Action item:
Only lines holding the word "leather" are needed; copy each of them from the material.

Records provided:
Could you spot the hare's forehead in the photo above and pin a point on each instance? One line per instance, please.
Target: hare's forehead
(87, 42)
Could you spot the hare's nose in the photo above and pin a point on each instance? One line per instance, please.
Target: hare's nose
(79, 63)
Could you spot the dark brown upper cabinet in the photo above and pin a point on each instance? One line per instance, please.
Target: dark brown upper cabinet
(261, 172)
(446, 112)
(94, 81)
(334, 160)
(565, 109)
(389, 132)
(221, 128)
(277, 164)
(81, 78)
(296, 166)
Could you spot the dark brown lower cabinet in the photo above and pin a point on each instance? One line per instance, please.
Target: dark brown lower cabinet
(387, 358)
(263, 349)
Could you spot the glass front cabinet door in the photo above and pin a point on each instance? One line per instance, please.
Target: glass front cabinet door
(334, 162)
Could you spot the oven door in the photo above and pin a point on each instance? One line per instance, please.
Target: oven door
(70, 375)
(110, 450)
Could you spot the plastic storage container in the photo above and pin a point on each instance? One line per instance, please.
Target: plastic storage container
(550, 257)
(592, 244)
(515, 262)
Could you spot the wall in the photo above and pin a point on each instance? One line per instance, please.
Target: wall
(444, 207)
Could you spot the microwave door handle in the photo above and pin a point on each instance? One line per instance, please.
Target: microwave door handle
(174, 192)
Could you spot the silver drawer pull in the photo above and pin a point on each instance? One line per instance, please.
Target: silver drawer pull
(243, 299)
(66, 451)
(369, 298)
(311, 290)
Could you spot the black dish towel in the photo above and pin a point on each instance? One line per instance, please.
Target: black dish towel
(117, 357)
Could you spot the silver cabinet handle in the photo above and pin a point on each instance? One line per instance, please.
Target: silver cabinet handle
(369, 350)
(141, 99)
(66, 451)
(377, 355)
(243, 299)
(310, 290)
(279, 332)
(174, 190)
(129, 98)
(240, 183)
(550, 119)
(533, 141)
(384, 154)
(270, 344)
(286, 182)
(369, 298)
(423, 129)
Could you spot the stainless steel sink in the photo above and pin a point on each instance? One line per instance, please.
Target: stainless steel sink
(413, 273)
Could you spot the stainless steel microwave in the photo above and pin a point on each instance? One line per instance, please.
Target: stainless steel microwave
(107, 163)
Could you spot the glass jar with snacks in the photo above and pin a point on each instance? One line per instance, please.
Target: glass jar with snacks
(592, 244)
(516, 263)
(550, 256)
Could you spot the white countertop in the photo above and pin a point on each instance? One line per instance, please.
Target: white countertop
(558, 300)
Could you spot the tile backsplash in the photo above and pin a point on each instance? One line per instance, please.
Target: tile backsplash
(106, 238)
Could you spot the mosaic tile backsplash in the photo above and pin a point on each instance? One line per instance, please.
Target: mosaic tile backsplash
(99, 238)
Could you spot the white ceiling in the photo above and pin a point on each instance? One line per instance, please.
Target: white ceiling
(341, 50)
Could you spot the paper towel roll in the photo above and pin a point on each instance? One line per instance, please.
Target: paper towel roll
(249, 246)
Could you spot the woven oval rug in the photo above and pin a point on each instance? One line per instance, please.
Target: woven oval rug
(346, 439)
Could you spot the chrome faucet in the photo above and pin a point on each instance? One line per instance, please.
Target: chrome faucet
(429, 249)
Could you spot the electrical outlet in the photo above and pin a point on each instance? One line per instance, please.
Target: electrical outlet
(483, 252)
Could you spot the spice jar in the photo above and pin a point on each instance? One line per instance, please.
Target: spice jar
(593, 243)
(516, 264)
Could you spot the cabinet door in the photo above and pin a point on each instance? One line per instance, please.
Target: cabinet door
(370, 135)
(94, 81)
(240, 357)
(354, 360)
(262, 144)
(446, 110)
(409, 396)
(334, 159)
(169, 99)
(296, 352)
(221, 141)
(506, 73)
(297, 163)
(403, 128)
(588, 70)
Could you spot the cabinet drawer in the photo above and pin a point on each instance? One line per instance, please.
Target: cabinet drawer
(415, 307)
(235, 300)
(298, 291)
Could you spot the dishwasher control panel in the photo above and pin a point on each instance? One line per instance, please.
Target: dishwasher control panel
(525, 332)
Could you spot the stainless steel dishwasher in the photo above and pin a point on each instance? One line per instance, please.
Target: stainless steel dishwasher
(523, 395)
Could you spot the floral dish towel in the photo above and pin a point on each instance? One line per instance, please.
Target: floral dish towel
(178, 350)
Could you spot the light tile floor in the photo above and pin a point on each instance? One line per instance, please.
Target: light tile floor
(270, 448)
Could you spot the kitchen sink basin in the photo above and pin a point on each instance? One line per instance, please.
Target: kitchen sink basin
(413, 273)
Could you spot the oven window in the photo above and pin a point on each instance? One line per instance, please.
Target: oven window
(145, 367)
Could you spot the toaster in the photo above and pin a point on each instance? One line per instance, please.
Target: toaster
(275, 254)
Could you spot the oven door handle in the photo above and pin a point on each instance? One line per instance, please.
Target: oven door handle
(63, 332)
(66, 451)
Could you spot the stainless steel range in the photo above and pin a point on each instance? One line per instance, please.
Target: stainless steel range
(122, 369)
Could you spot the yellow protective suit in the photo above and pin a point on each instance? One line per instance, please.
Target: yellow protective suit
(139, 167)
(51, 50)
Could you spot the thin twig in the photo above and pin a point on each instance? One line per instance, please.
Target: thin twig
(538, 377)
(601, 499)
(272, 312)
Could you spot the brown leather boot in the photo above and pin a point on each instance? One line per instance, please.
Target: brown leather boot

Answer:
Could you spot the brown leather boot in the photo above and pin a point on each instance? One line per instance, please.
Target: brown leather boot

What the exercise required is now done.